### Dataset
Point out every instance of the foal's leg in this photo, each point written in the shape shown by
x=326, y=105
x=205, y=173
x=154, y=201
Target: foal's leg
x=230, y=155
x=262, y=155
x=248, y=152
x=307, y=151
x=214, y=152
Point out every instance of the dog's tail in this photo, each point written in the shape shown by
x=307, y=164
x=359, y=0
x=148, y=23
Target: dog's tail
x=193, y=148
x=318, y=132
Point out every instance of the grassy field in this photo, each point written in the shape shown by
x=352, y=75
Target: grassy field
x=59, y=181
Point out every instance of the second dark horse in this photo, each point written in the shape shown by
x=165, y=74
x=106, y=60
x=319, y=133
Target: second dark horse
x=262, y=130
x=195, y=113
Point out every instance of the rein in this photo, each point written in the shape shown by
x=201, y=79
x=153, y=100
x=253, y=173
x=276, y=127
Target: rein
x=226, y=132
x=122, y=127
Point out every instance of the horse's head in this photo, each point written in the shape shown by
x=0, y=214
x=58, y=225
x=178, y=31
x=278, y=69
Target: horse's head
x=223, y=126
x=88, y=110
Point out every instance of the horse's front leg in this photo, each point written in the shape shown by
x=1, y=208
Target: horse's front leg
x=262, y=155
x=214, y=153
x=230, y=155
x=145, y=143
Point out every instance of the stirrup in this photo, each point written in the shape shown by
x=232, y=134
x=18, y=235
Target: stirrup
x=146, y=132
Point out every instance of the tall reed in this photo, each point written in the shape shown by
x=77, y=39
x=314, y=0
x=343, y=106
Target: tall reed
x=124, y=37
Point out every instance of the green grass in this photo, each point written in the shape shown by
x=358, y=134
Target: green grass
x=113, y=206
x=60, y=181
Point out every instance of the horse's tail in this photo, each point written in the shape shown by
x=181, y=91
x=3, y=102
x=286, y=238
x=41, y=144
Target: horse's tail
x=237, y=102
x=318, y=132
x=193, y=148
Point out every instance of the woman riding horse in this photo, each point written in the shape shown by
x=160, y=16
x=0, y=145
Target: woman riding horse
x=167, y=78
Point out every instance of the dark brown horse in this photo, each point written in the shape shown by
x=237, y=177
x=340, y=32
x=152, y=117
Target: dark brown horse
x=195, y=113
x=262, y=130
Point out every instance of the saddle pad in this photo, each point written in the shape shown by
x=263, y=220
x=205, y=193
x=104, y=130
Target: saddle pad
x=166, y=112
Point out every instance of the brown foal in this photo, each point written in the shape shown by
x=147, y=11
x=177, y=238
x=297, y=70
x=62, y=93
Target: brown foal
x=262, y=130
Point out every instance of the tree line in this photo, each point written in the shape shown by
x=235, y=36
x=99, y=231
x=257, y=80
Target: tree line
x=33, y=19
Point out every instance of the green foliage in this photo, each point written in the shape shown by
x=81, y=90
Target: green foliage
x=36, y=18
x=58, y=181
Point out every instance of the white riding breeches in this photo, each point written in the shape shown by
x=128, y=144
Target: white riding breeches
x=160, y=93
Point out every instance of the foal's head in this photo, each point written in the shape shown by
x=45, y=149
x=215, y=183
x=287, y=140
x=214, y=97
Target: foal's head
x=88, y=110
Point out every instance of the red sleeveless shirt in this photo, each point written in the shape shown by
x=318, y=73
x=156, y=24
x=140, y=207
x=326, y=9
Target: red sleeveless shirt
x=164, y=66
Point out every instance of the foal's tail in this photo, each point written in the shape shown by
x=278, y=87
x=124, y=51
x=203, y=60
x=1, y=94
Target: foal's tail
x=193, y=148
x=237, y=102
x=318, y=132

### What is being asked
Print all of the data above again, line for line, without changing a single character.

### Exercise solution
Point out every instance of the foal's leg in this photo, each point written in the shape shown by
x=326, y=105
x=205, y=173
x=154, y=201
Target: foal's leg
x=230, y=155
x=262, y=155
x=248, y=152
x=307, y=151
x=214, y=152
Point out every instance of the dog's tail in this photo, each point written in the shape shown by
x=307, y=164
x=359, y=0
x=148, y=23
Target: dog's tail
x=193, y=148
x=318, y=132
Point out every instance of the grassy field in this photo, each point written in the shape shown by
x=352, y=75
Target: grassy field
x=59, y=181
Point out every instance of the second dark horse in this photo, each point written in the shape shown by
x=165, y=74
x=106, y=60
x=319, y=133
Target: second dark horse
x=262, y=130
x=195, y=113
Point out every instance of the rein in this photo, each point written in the shape shown by
x=201, y=79
x=153, y=100
x=253, y=173
x=276, y=127
Target: rein
x=226, y=132
x=122, y=127
Point out every instance of the horse's head in this photo, each point written in the shape shown by
x=0, y=214
x=58, y=225
x=178, y=31
x=278, y=69
Target: horse's head
x=223, y=126
x=88, y=110
Point out every instance of the horse's front leg in this photo, each point written in the shape shown by
x=1, y=208
Target: horse's front leg
x=262, y=155
x=214, y=153
x=230, y=155
x=145, y=143
Point out every instance of the stirrup in this photo, each point written in the shape shown by
x=232, y=134
x=18, y=235
Target: stirrup
x=146, y=132
Point out every instance of the tall reed in this photo, each point written in the shape shown by
x=77, y=39
x=314, y=0
x=343, y=106
Target: tall reed
x=124, y=37
Point out every instance of the green grass in this photo, each point written in the shape shown by
x=358, y=134
Target: green grass
x=113, y=206
x=60, y=181
Point out every instance of the horse's tail in this photo, each point written in the shape shown by
x=181, y=91
x=3, y=102
x=286, y=238
x=41, y=144
Target: horse's tail
x=237, y=102
x=318, y=132
x=193, y=148
Point out every instance of the woman riding horse in this photo, each point written in the shape shown by
x=160, y=16
x=0, y=145
Target: woman riding horse
x=167, y=78
Point out every instance of the dark brown horse in this photo, each point written in the shape shown by
x=237, y=177
x=340, y=32
x=152, y=117
Target: dark brown horse
x=195, y=113
x=262, y=130
Point out every instance of the saddle pad in this photo, each point written in the shape shown by
x=263, y=220
x=205, y=193
x=104, y=130
Target: saddle pad
x=166, y=112
Point out every instance of the brown foal in this photo, each point written in the shape shown by
x=147, y=11
x=177, y=238
x=297, y=70
x=62, y=93
Target: brown foal
x=262, y=130
Point out every instance of the tree line in this photo, each point written in the shape shown by
x=235, y=36
x=99, y=231
x=257, y=80
Target: tree line
x=33, y=19
Point out every instance of the green foliage in this photo, each point written in the shape shown by
x=81, y=90
Target: green foliage
x=36, y=18
x=58, y=181
Point out every instance of the white riding breeches in this photo, each point written in the shape shown by
x=128, y=144
Target: white riding breeches
x=160, y=93
Point out every instance of the foal's head in this photo, each point written in the shape shown by
x=45, y=149
x=215, y=183
x=287, y=140
x=214, y=97
Target: foal's head
x=88, y=110
Point out every instance of the red sleeveless shirt in this photo, each point written in the shape shown by
x=318, y=73
x=156, y=24
x=140, y=207
x=326, y=9
Target: red sleeveless shirt
x=164, y=66
Point out every instance of the foal's tail in this photo, each point written in the shape shown by
x=278, y=87
x=124, y=51
x=203, y=60
x=1, y=94
Target: foal's tail
x=193, y=148
x=237, y=102
x=318, y=132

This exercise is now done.